• MATERIAL:
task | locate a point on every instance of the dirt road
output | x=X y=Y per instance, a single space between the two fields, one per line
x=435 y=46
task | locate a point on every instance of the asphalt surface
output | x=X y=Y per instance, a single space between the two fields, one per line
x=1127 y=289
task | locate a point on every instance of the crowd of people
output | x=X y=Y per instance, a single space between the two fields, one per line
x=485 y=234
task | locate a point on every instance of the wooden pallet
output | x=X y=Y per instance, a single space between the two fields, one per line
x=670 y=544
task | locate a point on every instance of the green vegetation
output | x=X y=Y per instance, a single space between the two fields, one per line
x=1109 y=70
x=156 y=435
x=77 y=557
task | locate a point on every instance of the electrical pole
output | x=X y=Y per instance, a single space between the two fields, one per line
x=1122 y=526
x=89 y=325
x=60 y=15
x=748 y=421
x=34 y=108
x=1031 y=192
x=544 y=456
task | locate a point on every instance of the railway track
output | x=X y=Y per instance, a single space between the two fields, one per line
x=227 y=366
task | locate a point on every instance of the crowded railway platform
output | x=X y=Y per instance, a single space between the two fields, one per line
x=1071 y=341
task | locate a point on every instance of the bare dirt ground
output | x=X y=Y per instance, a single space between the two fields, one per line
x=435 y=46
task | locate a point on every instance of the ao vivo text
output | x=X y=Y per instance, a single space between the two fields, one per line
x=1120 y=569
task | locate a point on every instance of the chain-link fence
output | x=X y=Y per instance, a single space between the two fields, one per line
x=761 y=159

* * *

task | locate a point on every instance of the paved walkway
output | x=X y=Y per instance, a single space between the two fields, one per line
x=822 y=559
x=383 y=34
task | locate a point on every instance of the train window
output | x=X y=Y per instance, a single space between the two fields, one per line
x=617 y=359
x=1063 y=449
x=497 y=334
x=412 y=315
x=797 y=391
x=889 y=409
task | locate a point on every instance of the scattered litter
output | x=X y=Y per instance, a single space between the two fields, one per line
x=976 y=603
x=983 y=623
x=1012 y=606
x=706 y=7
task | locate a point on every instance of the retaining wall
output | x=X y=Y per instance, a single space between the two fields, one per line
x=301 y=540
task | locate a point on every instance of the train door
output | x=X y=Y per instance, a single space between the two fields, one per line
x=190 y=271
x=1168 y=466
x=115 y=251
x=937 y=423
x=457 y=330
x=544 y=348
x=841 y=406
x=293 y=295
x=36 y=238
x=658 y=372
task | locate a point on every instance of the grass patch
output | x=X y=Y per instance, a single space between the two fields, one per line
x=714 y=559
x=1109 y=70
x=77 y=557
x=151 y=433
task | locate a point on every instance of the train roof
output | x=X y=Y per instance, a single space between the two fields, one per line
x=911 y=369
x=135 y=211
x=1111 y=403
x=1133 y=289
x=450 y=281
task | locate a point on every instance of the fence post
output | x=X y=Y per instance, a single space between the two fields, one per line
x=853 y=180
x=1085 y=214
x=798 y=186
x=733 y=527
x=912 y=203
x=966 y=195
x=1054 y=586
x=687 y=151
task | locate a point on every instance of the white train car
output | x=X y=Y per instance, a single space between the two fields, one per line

• WHAT THE EXERCISE ASKS: Arrange the lines from the line containing "the train window" to the line containing "x=658 y=372", both included, as a numbered list, leaving out any blank lines.

• OUTPUT OF THE TASK:
1. task | locate a point on every instance of the train window
2. output | x=X y=Y per instance, a single space between the two fields, one per line
3. x=617 y=359
4. x=1063 y=449
5. x=497 y=334
6. x=412 y=315
7. x=797 y=391
8. x=889 y=409
9. task | locate a point on every instance of the scattered litter
10. output | x=X y=Y per instance, a single space between the two fields, one per line
11. x=976 y=603
12. x=983 y=623
13. x=1012 y=606
14. x=706 y=7
15. task | locate a point on every instance of the retaining wall
16. output | x=X y=Y per instance, a single space between the two fields, one per line
17. x=301 y=540
18. task | locate a point on every instance of the train door
19. output | x=X y=Y per instance, a single space between the two fields, one per line
20. x=190 y=271
21. x=1168 y=466
22. x=115 y=251
23. x=937 y=423
24. x=457 y=330
25. x=544 y=348
26. x=841 y=406
27. x=293 y=295
28. x=36 y=238
29. x=658 y=372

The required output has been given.